──────── 生データ

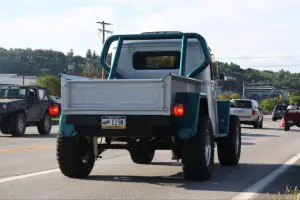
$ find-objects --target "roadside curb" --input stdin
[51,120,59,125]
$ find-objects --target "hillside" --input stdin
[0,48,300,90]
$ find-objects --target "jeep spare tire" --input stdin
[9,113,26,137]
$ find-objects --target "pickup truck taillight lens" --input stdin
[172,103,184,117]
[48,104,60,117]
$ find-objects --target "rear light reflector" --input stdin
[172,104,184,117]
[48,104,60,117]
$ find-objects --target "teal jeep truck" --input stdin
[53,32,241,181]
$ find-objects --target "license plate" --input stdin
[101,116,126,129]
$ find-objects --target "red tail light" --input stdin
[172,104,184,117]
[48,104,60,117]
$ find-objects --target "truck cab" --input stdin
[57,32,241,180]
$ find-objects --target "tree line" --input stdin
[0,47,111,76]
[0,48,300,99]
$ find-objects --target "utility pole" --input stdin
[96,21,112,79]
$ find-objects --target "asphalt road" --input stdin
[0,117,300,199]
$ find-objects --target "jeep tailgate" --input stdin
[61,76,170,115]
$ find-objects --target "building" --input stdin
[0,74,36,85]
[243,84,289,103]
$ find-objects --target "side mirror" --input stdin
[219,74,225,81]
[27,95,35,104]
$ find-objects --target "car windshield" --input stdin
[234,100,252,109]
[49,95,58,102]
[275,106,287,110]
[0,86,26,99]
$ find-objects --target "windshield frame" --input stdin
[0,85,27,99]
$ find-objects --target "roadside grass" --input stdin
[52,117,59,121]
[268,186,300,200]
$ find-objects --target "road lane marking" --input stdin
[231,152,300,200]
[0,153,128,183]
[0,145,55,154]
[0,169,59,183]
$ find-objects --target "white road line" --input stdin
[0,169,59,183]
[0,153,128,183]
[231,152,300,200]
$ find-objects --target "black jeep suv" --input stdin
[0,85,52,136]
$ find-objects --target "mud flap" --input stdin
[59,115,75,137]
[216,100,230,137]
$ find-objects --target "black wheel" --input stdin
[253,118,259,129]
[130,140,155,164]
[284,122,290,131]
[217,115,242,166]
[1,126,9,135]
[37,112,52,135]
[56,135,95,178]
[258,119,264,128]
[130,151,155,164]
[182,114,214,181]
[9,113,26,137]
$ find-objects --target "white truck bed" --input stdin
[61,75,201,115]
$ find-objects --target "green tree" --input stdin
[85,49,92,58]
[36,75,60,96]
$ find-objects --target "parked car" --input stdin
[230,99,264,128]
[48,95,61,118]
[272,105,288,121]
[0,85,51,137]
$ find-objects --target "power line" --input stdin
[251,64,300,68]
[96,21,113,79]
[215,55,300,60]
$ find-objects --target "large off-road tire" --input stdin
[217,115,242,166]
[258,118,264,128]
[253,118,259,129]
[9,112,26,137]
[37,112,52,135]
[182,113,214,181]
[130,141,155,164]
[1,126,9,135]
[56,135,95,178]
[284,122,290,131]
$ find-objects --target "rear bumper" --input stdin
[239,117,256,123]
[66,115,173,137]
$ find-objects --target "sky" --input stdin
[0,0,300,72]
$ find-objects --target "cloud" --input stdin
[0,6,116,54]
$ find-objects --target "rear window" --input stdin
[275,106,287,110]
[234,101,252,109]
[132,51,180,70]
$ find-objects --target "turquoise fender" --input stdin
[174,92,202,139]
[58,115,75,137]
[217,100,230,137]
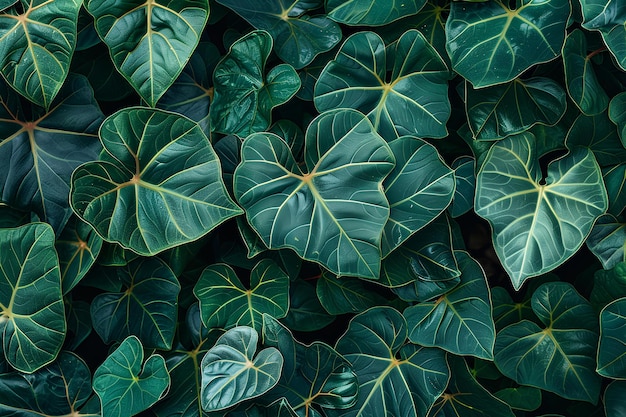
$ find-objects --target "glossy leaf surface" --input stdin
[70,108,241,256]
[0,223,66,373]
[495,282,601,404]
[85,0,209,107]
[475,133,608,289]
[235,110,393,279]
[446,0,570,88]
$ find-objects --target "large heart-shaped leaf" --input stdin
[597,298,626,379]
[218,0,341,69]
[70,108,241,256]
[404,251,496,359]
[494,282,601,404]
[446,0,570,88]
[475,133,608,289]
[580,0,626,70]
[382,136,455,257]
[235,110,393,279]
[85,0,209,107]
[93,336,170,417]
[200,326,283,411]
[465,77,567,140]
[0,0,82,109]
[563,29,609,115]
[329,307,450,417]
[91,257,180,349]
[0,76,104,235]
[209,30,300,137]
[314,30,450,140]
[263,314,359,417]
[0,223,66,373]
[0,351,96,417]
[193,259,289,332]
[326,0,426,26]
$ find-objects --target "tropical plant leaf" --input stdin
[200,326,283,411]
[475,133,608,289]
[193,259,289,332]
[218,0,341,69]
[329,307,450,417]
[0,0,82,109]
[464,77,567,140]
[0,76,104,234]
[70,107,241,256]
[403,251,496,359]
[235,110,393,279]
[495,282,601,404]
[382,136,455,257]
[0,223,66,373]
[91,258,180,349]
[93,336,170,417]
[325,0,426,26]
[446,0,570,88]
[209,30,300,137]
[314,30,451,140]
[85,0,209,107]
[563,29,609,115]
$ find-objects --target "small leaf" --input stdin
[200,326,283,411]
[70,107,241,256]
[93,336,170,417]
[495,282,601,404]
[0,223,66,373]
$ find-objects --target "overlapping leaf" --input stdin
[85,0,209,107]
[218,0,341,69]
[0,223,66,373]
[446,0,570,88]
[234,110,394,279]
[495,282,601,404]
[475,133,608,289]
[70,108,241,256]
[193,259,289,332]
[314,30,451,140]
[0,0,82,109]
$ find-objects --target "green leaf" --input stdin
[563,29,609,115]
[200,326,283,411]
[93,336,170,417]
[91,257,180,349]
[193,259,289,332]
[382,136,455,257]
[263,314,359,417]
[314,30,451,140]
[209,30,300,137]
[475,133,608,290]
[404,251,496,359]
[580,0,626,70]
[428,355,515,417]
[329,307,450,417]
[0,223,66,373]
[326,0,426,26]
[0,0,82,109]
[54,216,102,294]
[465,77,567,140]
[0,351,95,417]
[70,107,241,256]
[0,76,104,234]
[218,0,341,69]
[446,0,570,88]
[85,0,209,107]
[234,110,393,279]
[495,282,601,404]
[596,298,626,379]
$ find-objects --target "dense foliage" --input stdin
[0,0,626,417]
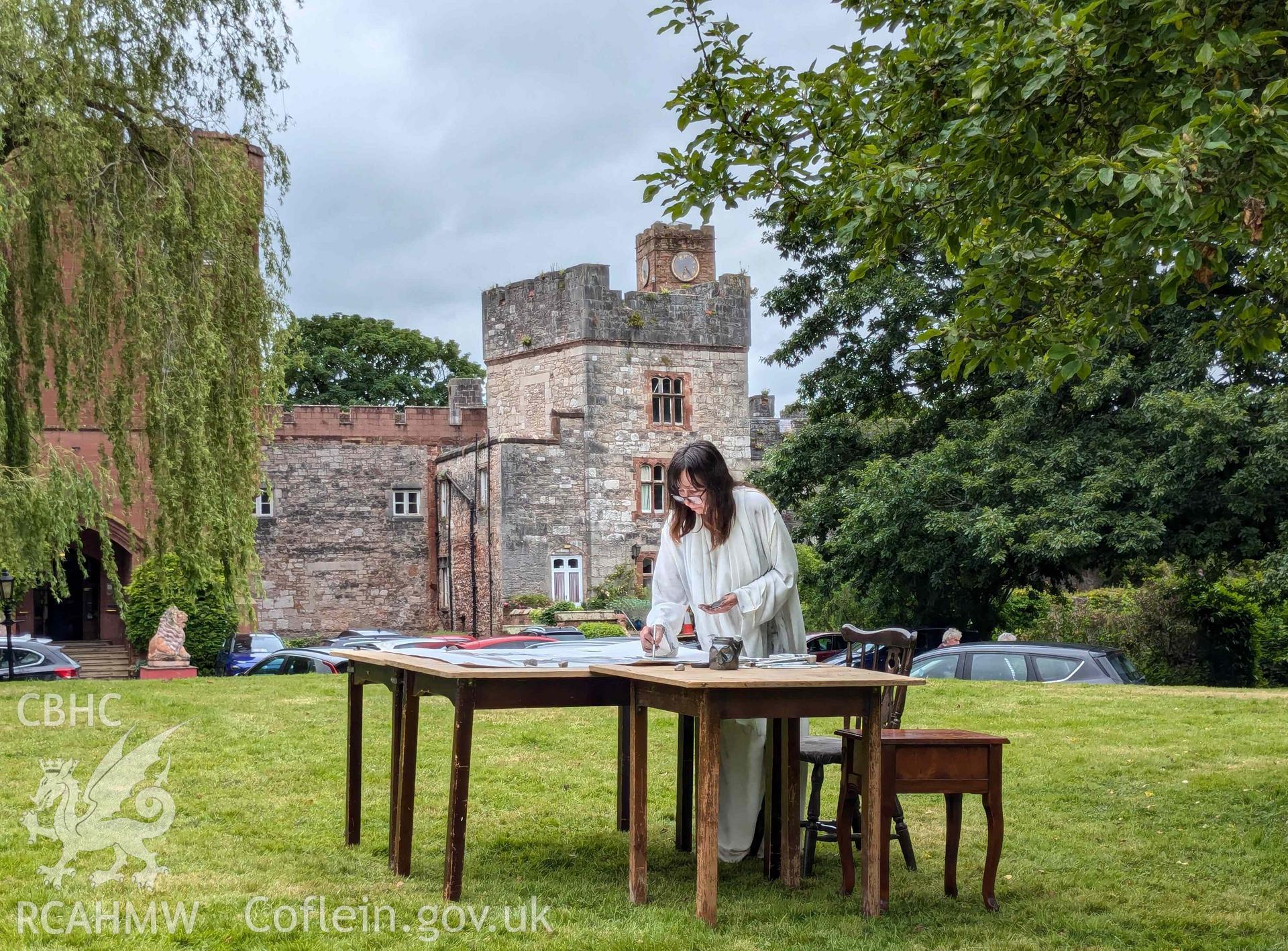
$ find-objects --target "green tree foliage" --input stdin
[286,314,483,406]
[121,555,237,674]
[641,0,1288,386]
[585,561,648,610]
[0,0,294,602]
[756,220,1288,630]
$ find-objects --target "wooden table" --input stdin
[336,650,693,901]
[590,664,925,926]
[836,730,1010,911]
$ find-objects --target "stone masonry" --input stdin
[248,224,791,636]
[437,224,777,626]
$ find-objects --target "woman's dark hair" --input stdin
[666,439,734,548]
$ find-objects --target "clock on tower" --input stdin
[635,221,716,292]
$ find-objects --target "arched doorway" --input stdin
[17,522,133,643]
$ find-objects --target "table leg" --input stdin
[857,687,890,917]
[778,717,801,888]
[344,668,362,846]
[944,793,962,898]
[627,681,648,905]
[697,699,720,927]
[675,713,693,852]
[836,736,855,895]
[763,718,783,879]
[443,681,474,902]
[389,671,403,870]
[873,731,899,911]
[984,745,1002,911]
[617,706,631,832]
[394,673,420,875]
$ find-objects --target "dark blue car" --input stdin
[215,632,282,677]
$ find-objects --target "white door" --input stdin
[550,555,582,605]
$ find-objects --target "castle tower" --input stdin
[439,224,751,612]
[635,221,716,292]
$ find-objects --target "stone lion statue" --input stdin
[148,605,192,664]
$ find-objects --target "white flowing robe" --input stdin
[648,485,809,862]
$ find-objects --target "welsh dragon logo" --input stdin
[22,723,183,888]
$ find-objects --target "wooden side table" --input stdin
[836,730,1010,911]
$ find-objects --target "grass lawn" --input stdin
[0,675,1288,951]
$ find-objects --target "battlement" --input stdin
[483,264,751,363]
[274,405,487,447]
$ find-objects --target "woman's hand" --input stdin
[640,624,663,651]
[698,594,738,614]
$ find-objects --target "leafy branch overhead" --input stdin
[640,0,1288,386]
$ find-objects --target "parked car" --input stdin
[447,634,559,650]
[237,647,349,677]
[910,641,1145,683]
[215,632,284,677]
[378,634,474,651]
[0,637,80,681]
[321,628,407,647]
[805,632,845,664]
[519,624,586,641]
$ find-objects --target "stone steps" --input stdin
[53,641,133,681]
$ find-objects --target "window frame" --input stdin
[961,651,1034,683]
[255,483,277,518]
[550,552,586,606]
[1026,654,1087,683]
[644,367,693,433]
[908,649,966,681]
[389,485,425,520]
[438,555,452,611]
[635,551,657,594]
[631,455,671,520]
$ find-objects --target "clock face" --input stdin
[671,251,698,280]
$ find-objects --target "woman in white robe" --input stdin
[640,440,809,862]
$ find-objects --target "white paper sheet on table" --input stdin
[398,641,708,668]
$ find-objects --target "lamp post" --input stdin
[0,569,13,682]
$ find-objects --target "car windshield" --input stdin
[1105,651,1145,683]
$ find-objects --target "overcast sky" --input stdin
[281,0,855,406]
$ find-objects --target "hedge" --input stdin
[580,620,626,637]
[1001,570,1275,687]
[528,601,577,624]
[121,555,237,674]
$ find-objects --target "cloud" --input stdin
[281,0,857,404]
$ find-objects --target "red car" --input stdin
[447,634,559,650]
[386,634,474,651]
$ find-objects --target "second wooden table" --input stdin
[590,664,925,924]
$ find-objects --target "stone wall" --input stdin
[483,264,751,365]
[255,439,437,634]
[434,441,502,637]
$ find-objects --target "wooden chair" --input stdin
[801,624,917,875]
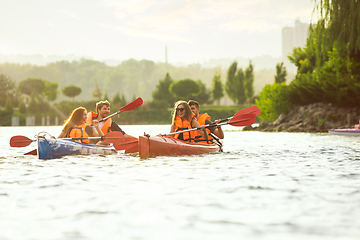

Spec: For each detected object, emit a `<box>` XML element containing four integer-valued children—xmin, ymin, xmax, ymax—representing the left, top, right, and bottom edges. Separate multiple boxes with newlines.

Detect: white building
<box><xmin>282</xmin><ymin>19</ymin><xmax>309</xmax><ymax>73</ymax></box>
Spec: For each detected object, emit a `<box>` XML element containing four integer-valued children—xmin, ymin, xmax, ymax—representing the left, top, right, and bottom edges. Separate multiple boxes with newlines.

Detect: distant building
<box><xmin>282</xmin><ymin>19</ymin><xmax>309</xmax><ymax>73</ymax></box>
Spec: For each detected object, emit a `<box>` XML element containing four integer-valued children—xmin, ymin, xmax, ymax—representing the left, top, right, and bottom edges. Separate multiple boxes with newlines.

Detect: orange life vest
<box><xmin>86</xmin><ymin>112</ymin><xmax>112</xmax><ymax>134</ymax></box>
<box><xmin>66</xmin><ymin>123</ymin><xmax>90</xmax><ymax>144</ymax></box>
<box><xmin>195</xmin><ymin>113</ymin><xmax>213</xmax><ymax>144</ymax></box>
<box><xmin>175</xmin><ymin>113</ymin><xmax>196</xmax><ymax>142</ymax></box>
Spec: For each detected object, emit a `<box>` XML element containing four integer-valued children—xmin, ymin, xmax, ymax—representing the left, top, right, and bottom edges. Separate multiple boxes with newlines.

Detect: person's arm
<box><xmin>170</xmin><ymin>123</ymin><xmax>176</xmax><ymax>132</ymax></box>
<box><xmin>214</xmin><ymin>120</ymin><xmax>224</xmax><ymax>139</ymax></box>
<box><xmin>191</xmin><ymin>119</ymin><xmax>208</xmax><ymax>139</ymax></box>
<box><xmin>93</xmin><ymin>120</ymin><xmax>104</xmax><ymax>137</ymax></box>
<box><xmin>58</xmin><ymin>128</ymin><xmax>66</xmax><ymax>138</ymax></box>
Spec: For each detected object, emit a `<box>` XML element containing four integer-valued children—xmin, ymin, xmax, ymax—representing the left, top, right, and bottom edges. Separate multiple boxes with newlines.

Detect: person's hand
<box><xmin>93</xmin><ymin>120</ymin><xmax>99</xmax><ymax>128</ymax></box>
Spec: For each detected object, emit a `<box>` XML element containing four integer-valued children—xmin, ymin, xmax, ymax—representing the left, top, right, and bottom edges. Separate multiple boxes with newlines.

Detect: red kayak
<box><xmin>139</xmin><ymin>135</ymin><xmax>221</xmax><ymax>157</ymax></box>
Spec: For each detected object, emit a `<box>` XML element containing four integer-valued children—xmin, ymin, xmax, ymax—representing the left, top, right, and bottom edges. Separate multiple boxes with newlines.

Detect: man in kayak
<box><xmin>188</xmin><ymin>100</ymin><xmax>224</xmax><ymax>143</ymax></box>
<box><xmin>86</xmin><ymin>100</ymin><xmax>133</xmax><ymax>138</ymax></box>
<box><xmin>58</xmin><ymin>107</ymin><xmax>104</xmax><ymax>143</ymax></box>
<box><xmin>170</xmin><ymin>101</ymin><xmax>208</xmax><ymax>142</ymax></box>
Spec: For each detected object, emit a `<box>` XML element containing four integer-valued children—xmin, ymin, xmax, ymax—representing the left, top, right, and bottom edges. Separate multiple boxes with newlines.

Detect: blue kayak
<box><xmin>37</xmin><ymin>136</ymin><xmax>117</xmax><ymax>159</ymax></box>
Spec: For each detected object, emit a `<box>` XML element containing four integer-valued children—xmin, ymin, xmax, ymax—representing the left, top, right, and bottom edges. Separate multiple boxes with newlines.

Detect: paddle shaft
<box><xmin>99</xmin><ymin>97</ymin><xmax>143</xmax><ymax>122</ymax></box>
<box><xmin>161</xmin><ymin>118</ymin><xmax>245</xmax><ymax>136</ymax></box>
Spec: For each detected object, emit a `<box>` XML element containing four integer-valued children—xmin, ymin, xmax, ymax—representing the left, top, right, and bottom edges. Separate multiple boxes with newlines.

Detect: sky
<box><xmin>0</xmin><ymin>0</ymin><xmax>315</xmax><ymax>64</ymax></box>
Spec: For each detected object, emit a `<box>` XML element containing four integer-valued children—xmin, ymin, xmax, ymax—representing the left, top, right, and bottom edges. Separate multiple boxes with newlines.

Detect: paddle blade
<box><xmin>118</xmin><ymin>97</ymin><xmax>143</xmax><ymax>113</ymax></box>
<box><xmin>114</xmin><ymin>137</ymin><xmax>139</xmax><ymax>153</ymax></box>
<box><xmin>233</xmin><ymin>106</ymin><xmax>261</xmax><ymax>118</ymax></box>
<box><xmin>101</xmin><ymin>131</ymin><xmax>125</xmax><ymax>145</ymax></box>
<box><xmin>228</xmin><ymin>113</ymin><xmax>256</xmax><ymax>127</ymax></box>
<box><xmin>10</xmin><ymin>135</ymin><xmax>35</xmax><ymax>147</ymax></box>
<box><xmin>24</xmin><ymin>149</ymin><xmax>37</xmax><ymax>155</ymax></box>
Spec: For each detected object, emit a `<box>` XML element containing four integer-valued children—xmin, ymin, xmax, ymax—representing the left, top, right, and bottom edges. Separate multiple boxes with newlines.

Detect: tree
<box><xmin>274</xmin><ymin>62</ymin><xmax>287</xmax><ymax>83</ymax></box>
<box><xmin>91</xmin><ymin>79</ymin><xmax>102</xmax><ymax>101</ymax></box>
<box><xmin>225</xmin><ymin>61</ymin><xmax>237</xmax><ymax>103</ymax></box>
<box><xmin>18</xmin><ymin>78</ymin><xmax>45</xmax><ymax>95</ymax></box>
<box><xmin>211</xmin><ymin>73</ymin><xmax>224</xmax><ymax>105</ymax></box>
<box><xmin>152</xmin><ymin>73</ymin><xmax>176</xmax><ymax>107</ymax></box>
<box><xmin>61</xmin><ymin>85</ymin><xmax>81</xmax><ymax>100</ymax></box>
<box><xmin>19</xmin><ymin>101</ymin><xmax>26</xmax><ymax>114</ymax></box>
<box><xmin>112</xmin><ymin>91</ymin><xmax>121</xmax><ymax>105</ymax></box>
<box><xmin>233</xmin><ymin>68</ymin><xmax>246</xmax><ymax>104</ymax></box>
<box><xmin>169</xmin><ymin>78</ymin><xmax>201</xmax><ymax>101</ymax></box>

────────────────

作業目的:
上記のエントリで文字列「frame」を含む行の数を、数値のみで報告せよ。大文字と小文字は区別する。

実行結果:
2